The problem:
Turn every line of the rows below into a JSON list of strings, one string per line, and leave out any blank lines.

Records shown:
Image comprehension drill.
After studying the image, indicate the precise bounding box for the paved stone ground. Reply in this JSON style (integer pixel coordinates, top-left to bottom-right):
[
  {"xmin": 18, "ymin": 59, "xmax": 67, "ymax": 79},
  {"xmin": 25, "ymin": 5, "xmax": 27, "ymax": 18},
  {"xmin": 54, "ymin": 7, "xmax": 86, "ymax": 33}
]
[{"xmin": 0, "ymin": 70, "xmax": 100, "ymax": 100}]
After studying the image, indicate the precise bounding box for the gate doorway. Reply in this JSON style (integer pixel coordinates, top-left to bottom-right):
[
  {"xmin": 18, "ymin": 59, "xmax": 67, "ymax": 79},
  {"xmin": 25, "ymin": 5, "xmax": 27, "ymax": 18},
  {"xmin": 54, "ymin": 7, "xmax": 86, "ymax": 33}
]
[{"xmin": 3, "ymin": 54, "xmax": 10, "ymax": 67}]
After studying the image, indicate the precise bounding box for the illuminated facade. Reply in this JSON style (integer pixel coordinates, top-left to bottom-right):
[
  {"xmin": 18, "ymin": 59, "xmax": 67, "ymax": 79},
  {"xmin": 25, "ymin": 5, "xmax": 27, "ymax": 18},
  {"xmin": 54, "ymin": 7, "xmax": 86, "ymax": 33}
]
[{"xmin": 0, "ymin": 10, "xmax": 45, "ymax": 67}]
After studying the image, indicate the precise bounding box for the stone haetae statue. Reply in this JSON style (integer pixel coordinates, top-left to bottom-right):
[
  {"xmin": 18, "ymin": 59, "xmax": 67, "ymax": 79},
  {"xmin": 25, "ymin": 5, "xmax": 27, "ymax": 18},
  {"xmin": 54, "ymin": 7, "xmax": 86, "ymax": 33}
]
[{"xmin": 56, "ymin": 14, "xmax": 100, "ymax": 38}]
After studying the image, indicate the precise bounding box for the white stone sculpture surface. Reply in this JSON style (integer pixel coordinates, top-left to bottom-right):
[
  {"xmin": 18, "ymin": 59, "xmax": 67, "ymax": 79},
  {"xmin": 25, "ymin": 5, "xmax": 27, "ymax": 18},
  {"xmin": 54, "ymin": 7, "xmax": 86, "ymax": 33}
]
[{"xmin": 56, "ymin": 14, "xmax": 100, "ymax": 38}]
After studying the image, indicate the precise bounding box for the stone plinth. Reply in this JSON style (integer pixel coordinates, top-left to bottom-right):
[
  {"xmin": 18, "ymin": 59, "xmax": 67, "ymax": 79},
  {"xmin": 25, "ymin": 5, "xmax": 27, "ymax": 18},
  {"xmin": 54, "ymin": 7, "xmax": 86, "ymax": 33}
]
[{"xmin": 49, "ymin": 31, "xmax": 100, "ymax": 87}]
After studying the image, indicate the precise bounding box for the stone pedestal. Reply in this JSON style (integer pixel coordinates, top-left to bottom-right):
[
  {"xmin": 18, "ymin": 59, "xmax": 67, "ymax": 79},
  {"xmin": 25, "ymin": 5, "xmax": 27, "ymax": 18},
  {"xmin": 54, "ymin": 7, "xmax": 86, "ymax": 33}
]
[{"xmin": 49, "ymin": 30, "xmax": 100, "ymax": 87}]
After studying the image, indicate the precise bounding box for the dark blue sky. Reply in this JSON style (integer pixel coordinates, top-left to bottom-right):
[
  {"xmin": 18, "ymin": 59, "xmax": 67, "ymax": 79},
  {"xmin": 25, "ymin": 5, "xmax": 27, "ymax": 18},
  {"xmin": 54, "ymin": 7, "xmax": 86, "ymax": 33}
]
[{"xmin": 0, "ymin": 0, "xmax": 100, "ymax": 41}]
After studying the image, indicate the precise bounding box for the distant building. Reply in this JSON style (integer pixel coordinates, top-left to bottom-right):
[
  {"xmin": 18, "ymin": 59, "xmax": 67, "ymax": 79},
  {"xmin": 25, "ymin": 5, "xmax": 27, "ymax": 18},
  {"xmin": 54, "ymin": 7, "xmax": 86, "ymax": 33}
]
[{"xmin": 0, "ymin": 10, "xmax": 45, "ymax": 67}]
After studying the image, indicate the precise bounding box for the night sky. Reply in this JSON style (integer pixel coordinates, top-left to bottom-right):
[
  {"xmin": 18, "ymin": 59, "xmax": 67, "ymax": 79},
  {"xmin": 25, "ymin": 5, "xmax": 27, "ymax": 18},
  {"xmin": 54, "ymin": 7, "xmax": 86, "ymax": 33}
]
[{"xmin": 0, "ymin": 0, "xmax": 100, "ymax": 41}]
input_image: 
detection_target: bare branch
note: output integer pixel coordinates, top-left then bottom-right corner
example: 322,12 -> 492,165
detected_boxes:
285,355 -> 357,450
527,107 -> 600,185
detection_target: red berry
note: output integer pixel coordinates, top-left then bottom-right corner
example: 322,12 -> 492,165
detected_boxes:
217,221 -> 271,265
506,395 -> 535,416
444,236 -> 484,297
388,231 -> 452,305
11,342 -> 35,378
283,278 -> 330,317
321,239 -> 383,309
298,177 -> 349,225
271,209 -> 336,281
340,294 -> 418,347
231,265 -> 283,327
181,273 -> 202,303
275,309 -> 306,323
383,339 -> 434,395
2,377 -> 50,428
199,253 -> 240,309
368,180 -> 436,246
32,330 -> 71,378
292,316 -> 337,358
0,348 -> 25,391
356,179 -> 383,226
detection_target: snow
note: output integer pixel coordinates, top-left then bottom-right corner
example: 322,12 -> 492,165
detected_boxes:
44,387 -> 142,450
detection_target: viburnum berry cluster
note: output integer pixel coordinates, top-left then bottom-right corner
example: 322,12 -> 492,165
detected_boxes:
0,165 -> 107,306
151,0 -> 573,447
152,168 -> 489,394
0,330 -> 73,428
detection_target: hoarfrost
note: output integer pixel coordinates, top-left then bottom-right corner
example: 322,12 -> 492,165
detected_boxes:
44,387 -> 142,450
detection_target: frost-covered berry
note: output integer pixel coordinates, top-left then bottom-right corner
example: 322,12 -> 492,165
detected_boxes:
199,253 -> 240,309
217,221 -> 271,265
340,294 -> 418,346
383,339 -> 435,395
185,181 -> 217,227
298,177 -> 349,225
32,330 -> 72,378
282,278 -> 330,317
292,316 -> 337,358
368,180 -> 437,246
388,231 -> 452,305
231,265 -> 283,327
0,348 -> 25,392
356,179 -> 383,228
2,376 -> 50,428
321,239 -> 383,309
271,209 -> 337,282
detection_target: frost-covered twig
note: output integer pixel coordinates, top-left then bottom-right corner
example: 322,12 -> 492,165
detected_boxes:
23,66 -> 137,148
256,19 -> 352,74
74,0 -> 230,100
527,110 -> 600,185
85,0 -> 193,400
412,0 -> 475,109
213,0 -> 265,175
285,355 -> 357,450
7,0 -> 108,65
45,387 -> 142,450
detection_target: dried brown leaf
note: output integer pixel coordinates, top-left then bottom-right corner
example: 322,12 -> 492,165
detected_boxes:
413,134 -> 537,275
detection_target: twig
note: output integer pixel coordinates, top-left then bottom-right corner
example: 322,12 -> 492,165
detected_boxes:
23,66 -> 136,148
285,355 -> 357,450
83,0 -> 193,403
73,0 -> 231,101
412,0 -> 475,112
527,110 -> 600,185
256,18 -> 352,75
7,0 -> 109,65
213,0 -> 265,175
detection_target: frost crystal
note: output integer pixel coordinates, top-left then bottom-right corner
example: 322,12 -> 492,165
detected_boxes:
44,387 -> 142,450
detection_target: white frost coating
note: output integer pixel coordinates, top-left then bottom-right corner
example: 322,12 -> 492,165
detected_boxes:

Response for this exercise:
[
  "Image comprehension drill.",
  "After studying the image, indicate the precise bounding box for the paved stone ground. Reply in this JSON style (integer pixel coordinates, top-left to bottom-right):",
  "[",
  "  {\"xmin\": 18, \"ymin\": 59, \"xmax\": 67, \"ymax\": 79},",
  "  {\"xmin\": 25, \"ymin\": 5, \"xmax\": 27, \"ymax\": 18},",
  "  {\"xmin\": 54, \"ymin\": 7, \"xmax\": 86, \"ymax\": 33}",
  "]",
  "[{\"xmin\": 0, \"ymin\": 70, \"xmax\": 100, \"ymax\": 100}]",
  "After studying the image, indicate the precise bounding box for the gate doorway. Reply in this JSON style (integer pixel coordinates, top-left to bottom-right):",
  "[",
  "  {\"xmin\": 18, \"ymin\": 59, \"xmax\": 67, \"ymax\": 79},",
  "  {\"xmin\": 25, \"ymin\": 5, \"xmax\": 27, \"ymax\": 18},",
  "  {\"xmin\": 54, \"ymin\": 7, \"xmax\": 86, \"ymax\": 33}",
  "]",
  "[{\"xmin\": 3, \"ymin\": 54, \"xmax\": 10, \"ymax\": 67}]",
  "After studying the image, indicate the precise bounding box for the illuminated facade. Reply in this JSON style (integer pixel coordinates, top-left to bottom-right):",
  "[",
  "  {\"xmin\": 18, \"ymin\": 59, \"xmax\": 67, \"ymax\": 79},",
  "  {\"xmin\": 25, \"ymin\": 5, \"xmax\": 27, \"ymax\": 18},",
  "  {\"xmin\": 54, \"ymin\": 7, \"xmax\": 86, \"ymax\": 33}",
  "]",
  "[{\"xmin\": 0, \"ymin\": 10, \"xmax\": 45, \"ymax\": 67}]",
  "After studying the image, indicate the precise bounding box for the stone haetae statue. Reply in this JSON style (integer pixel coordinates, top-left to bottom-right):",
  "[",
  "  {\"xmin\": 18, \"ymin\": 59, \"xmax\": 67, \"ymax\": 79},",
  "  {\"xmin\": 25, \"ymin\": 5, \"xmax\": 27, \"ymax\": 18},",
  "  {\"xmin\": 54, \"ymin\": 7, \"xmax\": 86, \"ymax\": 33}",
  "]",
  "[{\"xmin\": 56, \"ymin\": 14, \"xmax\": 100, \"ymax\": 38}]",
  "After studying the image, indicate the precise bounding box for the white stone sculpture surface. Reply in this JSON style (integer pixel coordinates, top-left to bottom-right):",
  "[",
  "  {\"xmin\": 18, \"ymin\": 59, \"xmax\": 67, \"ymax\": 79},",
  "  {\"xmin\": 25, \"ymin\": 5, \"xmax\": 27, \"ymax\": 18},",
  "  {\"xmin\": 54, \"ymin\": 7, \"xmax\": 86, \"ymax\": 33}",
  "]",
  "[{\"xmin\": 56, \"ymin\": 14, \"xmax\": 100, \"ymax\": 38}]",
  "After studying the image, indicate the precise bounding box for the stone plinth. Reply in this JSON style (integer pixel coordinates, top-left to bottom-right):",
  "[",
  "  {\"xmin\": 18, \"ymin\": 59, \"xmax\": 67, \"ymax\": 79},",
  "  {\"xmin\": 25, \"ymin\": 5, \"xmax\": 27, \"ymax\": 18},",
  "  {\"xmin\": 54, \"ymin\": 7, \"xmax\": 86, \"ymax\": 33}",
  "]",
  "[{\"xmin\": 49, \"ymin\": 31, \"xmax\": 100, \"ymax\": 87}]",
  "After studying the image, indicate the precise bounding box for the stone pedestal. Reply in this JSON style (integer pixel coordinates, top-left to bottom-right):",
  "[",
  "  {\"xmin\": 18, \"ymin\": 59, \"xmax\": 67, \"ymax\": 79},",
  "  {\"xmin\": 25, \"ymin\": 5, \"xmax\": 27, \"ymax\": 18},",
  "  {\"xmin\": 54, \"ymin\": 7, \"xmax\": 86, \"ymax\": 33}",
  "]",
  "[{\"xmin\": 49, \"ymin\": 30, \"xmax\": 100, \"ymax\": 87}]",
  "After studying the image, indicate the precise bounding box for the dark blue sky. Reply in this JSON style (integer pixel coordinates, top-left to bottom-right):",
  "[",
  "  {\"xmin\": 18, \"ymin\": 59, \"xmax\": 67, \"ymax\": 79},",
  "  {\"xmin\": 25, \"ymin\": 5, \"xmax\": 27, \"ymax\": 18},",
  "  {\"xmin\": 54, \"ymin\": 7, \"xmax\": 86, \"ymax\": 33}",
  "]",
  "[{\"xmin\": 0, \"ymin\": 0, \"xmax\": 100, \"ymax\": 41}]",
  "After studying the image, indicate the precise bounding box for the distant building. Reply in this JSON style (integer pixel coordinates, top-left to bottom-right):",
  "[",
  "  {\"xmin\": 18, \"ymin\": 59, \"xmax\": 67, \"ymax\": 79},",
  "  {\"xmin\": 25, \"ymin\": 5, \"xmax\": 27, \"ymax\": 18},",
  "  {\"xmin\": 54, \"ymin\": 7, \"xmax\": 86, \"ymax\": 33}",
  "]",
  "[{\"xmin\": 0, \"ymin\": 10, \"xmax\": 45, \"ymax\": 67}]",
  "After studying the image, indicate the precise bounding box for the night sky. Reply in this JSON style (integer pixel coordinates, top-left to bottom-right):",
  "[",
  "  {\"xmin\": 18, \"ymin\": 59, \"xmax\": 67, \"ymax\": 79},",
  "  {\"xmin\": 25, \"ymin\": 5, \"xmax\": 27, \"ymax\": 18},",
  "  {\"xmin\": 54, \"ymin\": 7, \"xmax\": 86, \"ymax\": 33}",
  "]",
  "[{\"xmin\": 0, \"ymin\": 0, \"xmax\": 100, \"ymax\": 41}]",
  "input_image: ",
  "detection_target: bare branch",
  "note: output integer pixel coordinates, top-left then bottom-right corner",
  "example: 322,12 -> 492,165",
  "detected_boxes:",
  "285,355 -> 357,450",
  "527,107 -> 600,185",
  "detection_target: red berry",
  "note: output integer pixel coordinates, top-left then bottom-right corner",
  "example: 322,12 -> 492,165",
  "detected_boxes:",
  "217,221 -> 271,265",
  "506,395 -> 535,416",
  "444,236 -> 484,297",
  "388,231 -> 452,305",
  "11,342 -> 35,378",
  "283,278 -> 330,317",
  "321,239 -> 383,309",
  "298,177 -> 349,225",
  "271,209 -> 336,281",
  "340,294 -> 418,347",
  "231,265 -> 283,327",
  "181,273 -> 202,303",
  "275,309 -> 306,323",
  "383,339 -> 434,395",
  "2,377 -> 50,428",
  "199,253 -> 240,309",
  "368,180 -> 436,246",
  "32,330 -> 71,378",
  "292,316 -> 337,358",
  "0,348 -> 25,391",
  "356,179 -> 383,226",
  "detection_target: snow",
  "note: output integer pixel coordinates, top-left then bottom-right corner",
  "example: 322,12 -> 492,165",
  "detected_boxes:",
  "44,387 -> 142,450",
  "detection_target: viburnum berry cluster",
  "note: output integer pixel coordinates, top-left then bottom-right corner",
  "example: 322,12 -> 492,165",
  "detected_boxes:",
  "0,165 -> 107,306",
  "151,0 -> 573,447",
  "152,168 -> 489,394",
  "0,330 -> 73,428",
  "detection_target: hoarfrost",
  "note: output integer pixel coordinates, top-left then bottom-right corner",
  "example: 322,12 -> 492,165",
  "detected_boxes:",
  "44,387 -> 142,450",
  "detection_target: frost-covered berry",
  "note: output integer pixel coordinates, top-left then bottom-right corner",
  "example: 322,12 -> 492,165",
  "detected_boxes:",
  "199,253 -> 240,309",
  "217,221 -> 271,265",
  "340,294 -> 418,346",
  "383,339 -> 435,395",
  "185,181 -> 217,227",
  "298,177 -> 349,225",
  "32,330 -> 72,378",
  "282,278 -> 330,317",
  "292,316 -> 337,358",
  "368,180 -> 437,246",
  "388,231 -> 452,305",
  "231,265 -> 283,327",
  "0,348 -> 25,392",
  "356,179 -> 383,228",
  "2,376 -> 50,428",
  "321,239 -> 383,309",
  "271,209 -> 337,282",
  "detection_target: frost-covered twig",
  "note: output integer pixel coordinates, top-left then bottom-right corner",
  "example: 322,12 -> 492,165",
  "detected_boxes:",
  "23,66 -> 137,148",
  "256,19 -> 352,74",
  "74,0 -> 230,100",
  "527,110 -> 600,185",
  "85,0 -> 193,400",
  "412,0 -> 475,109",
  "213,0 -> 265,175",
  "285,355 -> 357,450",
  "7,0 -> 108,65",
  "45,387 -> 142,450",
  "detection_target: dried brown leaf",
  "note: output integer pixel coordinates, top-left then bottom-right corner",
  "example: 322,12 -> 492,165",
  "detected_boxes:",
  "413,134 -> 537,275",
  "detection_target: twig",
  "note: output integer pixel coordinates, top-left then bottom-right corner",
  "example: 322,12 -> 492,165",
  "detected_boxes:",
  "23,66 -> 136,148",
  "285,355 -> 357,450",
  "83,0 -> 193,403",
  "73,0 -> 231,101",
  "412,0 -> 475,112",
  "527,110 -> 600,185",
  "256,18 -> 352,75",
  "7,0 -> 109,65",
  "213,0 -> 265,175",
  "detection_target: frost crystal",
  "note: output integer pixel coordinates, top-left then bottom-right corner",
  "example: 322,12 -> 492,165",
  "detected_boxes:",
  "44,387 -> 142,450",
  "detection_target: white frost coating",
  "note: output integer pixel coordinates, top-left then bottom-right corner",
  "example: 322,12 -> 492,165",
  "detected_boxes:"
]